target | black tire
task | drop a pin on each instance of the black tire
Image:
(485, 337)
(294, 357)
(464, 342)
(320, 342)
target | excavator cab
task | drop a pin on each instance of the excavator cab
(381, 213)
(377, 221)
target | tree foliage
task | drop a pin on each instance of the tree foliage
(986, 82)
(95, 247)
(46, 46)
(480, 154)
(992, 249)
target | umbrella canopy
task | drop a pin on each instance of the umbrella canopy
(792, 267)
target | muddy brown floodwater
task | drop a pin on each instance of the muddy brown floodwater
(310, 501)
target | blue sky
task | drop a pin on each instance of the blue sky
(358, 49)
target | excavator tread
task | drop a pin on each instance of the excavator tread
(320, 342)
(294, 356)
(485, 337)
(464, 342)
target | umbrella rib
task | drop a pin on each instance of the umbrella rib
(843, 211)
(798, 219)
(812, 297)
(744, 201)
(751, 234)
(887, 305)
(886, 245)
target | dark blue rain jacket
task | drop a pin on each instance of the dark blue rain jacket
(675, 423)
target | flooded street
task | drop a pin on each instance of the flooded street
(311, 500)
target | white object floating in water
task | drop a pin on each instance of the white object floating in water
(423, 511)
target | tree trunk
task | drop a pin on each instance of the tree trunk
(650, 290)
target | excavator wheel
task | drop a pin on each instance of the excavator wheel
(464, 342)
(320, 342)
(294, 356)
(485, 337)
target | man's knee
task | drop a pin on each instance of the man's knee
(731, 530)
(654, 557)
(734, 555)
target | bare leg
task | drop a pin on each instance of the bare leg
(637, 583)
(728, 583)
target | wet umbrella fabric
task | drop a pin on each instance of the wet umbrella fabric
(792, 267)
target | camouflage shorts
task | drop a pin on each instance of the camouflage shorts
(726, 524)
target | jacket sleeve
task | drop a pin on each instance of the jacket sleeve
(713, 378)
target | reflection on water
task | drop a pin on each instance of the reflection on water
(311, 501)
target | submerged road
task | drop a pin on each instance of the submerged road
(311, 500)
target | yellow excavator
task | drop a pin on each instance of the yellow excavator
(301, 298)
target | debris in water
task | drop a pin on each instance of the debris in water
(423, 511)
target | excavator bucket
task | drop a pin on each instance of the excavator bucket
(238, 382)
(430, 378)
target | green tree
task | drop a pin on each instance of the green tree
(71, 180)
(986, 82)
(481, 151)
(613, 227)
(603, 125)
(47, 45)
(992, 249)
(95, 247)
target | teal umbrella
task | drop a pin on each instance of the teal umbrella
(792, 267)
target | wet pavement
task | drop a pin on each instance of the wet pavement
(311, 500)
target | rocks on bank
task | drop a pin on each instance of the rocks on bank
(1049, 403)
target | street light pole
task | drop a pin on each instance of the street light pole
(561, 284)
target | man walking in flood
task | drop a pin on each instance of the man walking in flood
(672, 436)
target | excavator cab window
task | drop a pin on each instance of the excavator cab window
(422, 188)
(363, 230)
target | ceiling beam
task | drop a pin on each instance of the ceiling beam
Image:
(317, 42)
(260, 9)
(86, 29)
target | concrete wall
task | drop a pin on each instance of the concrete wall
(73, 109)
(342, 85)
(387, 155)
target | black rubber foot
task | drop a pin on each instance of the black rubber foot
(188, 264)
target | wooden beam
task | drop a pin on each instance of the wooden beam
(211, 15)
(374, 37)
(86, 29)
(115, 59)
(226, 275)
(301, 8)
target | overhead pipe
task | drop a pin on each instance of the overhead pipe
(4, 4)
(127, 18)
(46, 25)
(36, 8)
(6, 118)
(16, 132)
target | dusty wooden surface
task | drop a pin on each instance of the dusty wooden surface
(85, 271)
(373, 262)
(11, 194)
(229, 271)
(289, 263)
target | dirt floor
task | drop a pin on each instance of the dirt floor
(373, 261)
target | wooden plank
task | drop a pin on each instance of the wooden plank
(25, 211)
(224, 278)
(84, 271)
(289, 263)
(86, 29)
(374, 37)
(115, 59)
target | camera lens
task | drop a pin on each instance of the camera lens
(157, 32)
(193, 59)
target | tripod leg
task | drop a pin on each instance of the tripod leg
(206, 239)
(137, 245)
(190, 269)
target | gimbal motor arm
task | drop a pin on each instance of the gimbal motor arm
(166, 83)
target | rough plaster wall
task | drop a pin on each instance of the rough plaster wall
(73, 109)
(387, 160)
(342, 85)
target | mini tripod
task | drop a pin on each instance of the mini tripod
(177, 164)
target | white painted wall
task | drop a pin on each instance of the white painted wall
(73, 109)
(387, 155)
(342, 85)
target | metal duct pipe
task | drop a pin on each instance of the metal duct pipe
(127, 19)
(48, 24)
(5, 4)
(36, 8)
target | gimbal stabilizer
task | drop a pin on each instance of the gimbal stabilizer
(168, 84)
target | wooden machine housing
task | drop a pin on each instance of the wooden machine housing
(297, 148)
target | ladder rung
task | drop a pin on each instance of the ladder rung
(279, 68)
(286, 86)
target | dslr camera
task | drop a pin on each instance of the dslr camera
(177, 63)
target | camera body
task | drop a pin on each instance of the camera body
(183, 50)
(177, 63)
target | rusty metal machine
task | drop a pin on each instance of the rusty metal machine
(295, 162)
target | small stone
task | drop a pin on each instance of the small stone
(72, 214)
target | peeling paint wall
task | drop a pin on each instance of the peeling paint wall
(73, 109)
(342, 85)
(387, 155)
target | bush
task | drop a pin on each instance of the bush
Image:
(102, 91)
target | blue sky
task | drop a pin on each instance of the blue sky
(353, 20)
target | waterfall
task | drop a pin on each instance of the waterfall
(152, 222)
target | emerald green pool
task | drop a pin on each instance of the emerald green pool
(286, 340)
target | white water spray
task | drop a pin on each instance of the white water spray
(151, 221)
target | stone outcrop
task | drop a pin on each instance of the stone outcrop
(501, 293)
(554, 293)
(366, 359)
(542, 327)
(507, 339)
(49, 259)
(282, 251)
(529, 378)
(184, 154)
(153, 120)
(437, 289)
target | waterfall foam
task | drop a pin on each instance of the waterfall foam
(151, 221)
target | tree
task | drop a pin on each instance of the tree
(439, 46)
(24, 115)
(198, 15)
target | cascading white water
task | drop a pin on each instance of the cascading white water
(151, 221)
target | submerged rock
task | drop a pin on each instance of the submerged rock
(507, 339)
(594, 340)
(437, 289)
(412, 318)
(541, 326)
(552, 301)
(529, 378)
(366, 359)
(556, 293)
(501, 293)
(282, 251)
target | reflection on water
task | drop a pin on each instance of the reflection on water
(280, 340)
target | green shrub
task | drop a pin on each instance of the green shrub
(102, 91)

Problem to work on — Transcribe the entire listing. Leave every word as it is.

Reply —
target | black tire
task | drop a pin on each instance of the black tire
Image:
(485, 337)
(294, 357)
(464, 342)
(320, 342)
target | excavator cab
task | drop a pin on each instance of the excavator cab
(381, 213)
(377, 221)
target | tree foliage
task | drop a pin on each instance of the tree foliage
(986, 82)
(95, 247)
(46, 46)
(480, 154)
(992, 249)
target | umbrella canopy
task | drop a pin on each instance of the umbrella canopy
(792, 267)
target | muddy brown floodwater
task | drop a pin on each instance of the muddy brown floodwater
(310, 501)
target | blue sky
task | drop a pin on each instance of the blue sky
(358, 49)
target | excavator tread
task | drop a pin on each instance of the excavator tread
(320, 342)
(294, 356)
(485, 337)
(464, 342)
target | umbrella rib
task | drop a pin on each instance of the umbrella rib
(843, 211)
(798, 219)
(812, 297)
(744, 201)
(751, 234)
(887, 305)
(886, 245)
target | dark blue rain jacket
task | drop a pin on each instance of the dark blue rain jacket
(675, 423)
target | flooded street
task | drop a pin on each instance of the flooded street
(311, 500)
target | white object floating in water
task | drop a pin on each instance of the white object floating in water
(423, 511)
target | tree trunk
task | drop a pin on each instance of the tree trunk
(650, 290)
target | excavator wheel
task | drop a pin on each instance of the excavator wheel
(464, 342)
(320, 342)
(294, 356)
(485, 337)
target | man's knee
task | drop a pin on each instance of the man's knee
(731, 530)
(654, 557)
(734, 555)
target | bare leg
task | drop a pin on each instance of the bare leg
(637, 583)
(728, 583)
target | wet umbrella fabric
task | drop a pin on each instance of the wet umbrella fabric
(792, 267)
target | camouflage shorts
task | drop a pin on each instance of the camouflage shorts
(726, 524)
target | jacket sleeve
task | drop a pin on each instance of the jacket sleeve
(713, 378)
target | reflection on water
task | drop a pin on each instance of the reflection on water
(311, 501)
target | submerged road
task | drop a pin on each instance of the submerged road
(311, 500)
target | yellow excavator
task | drop a pin on each instance of the yellow excavator
(301, 298)
target | debris in water
task | drop a pin on each instance of the debris in water
(423, 511)
target | excavator bucket
task | drop a pin on each instance of the excavator bucket
(238, 382)
(430, 378)
target | green tree
task | drop a pin on each instance of the green tree
(71, 180)
(986, 82)
(481, 151)
(613, 227)
(603, 125)
(47, 45)
(992, 249)
(95, 247)
target | teal umbrella
task | drop a pin on each instance of the teal umbrella
(792, 267)
target | wet pavement
task | drop a pin on each instance of the wet pavement
(311, 500)
target | rocks on bank
task | drop a pin on each instance of the rocks on bank
(1049, 403)
target | street light pole
task | drop a pin on each instance of the street light pole
(561, 284)
target | man walking in flood
task | drop a pin on each instance of the man walking in flood
(672, 436)
target | excavator cab window
task | drop a pin on each instance of the excavator cab window
(422, 188)
(363, 230)
target | ceiling beam
task | drop a pin on each instance of the ceiling beam
Image:
(317, 42)
(260, 9)
(86, 29)
target | concrete wall
task | drop a pin on each instance of the concrete wall
(73, 109)
(342, 85)
(387, 155)
target | black rubber foot
task | drop a pin on each instance of the black rubber foot
(188, 264)
target | wooden beam
task | drop a pin on each instance of the wooden beam
(211, 15)
(374, 37)
(86, 29)
(115, 59)
(226, 275)
(301, 8)
target | overhead pipe
task | drop a pin on each instance of the overhead pipe
(4, 4)
(127, 18)
(46, 25)
(36, 8)
(6, 118)
(16, 132)
target | dusty wooden surface
task | drop a pin on each instance of the dusty wooden surface
(85, 271)
(373, 262)
(11, 194)
(229, 271)
(289, 263)
target | dirt floor
task | drop a pin on each instance of the dirt floor
(373, 261)
target | wooden plank
task | drop a pin on each instance of the wooden plank
(25, 211)
(224, 278)
(84, 271)
(289, 263)
(86, 29)
(374, 37)
(115, 59)
target | camera lens
task | drop a pin on each instance of the camera lens
(157, 32)
(193, 59)
target | tripod leg
task | drop a pin on each instance of the tripod leg
(206, 239)
(137, 245)
(190, 269)
target | gimbal motor arm
task | drop a pin on each instance of the gimbal motor arm
(166, 83)
target | rough plaster wall
task | drop a pin on each instance of the rough plaster wall
(73, 109)
(387, 160)
(342, 85)
target | mini tripod
task | drop a pin on each instance of the mini tripod
(177, 164)
target | white painted wall
task | drop a pin on each instance of the white painted wall
(73, 109)
(387, 155)
(342, 85)
target | metal duct pipe
task | drop a pin on each instance of the metal duct pipe
(127, 19)
(48, 24)
(5, 4)
(36, 8)
target | gimbal stabilizer
task | drop a pin on each instance of the gimbal stabilizer
(168, 84)
target | wooden machine housing
task | drop a pin on each instance of the wooden machine housing
(297, 148)
target | ladder rung
task | drop a pin on each instance of the ladder rung
(279, 68)
(286, 86)
target | dslr camera
task | drop a pin on each instance of the dslr camera
(177, 63)
target | camera body
task | drop a pin on each instance of the camera body
(183, 50)
(177, 63)
target | rusty metal machine
task | drop a pin on each instance of the rusty metal machine
(295, 162)
target | small stone
task | drop a pin on each instance of the small stone
(72, 214)
target | peeling paint wall
task | drop a pin on each instance of the peeling paint wall
(73, 109)
(342, 85)
(387, 155)
target | bush
task | drop a pin on each instance of the bush
Image:
(102, 91)
target | blue sky
task | drop a pin on each instance of the blue sky
(353, 20)
target | waterfall
task | drop a pin on each instance of the waterfall
(152, 222)
target | emerald green pool
task | drop a pin on each instance of the emerald green pool
(286, 340)
target | white water spray
task | drop a pin on each instance of the white water spray
(151, 221)
target | stone outcrop
task | drop a pin on each instance of the stone outcrop
(501, 293)
(554, 293)
(366, 359)
(542, 327)
(507, 339)
(49, 259)
(282, 251)
(529, 378)
(184, 154)
(153, 120)
(437, 289)
target | waterfall foam
task | drop a pin on each instance of the waterfall foam
(151, 221)
target | tree
task | drop a pin on each instance of the tree
(439, 46)
(24, 115)
(198, 15)
target | cascading white water
task | drop a pin on each instance of the cascading white water
(151, 221)
target | submerged rock
task | drop a pin on each instance of the submerged rock
(507, 339)
(594, 340)
(437, 289)
(412, 318)
(541, 326)
(552, 301)
(529, 378)
(366, 359)
(556, 293)
(501, 293)
(282, 251)
target | reflection on water
task | drop a pin on each instance of the reflection on water
(280, 340)
target | green shrub
task | drop a pin on each instance of the green shrub
(102, 91)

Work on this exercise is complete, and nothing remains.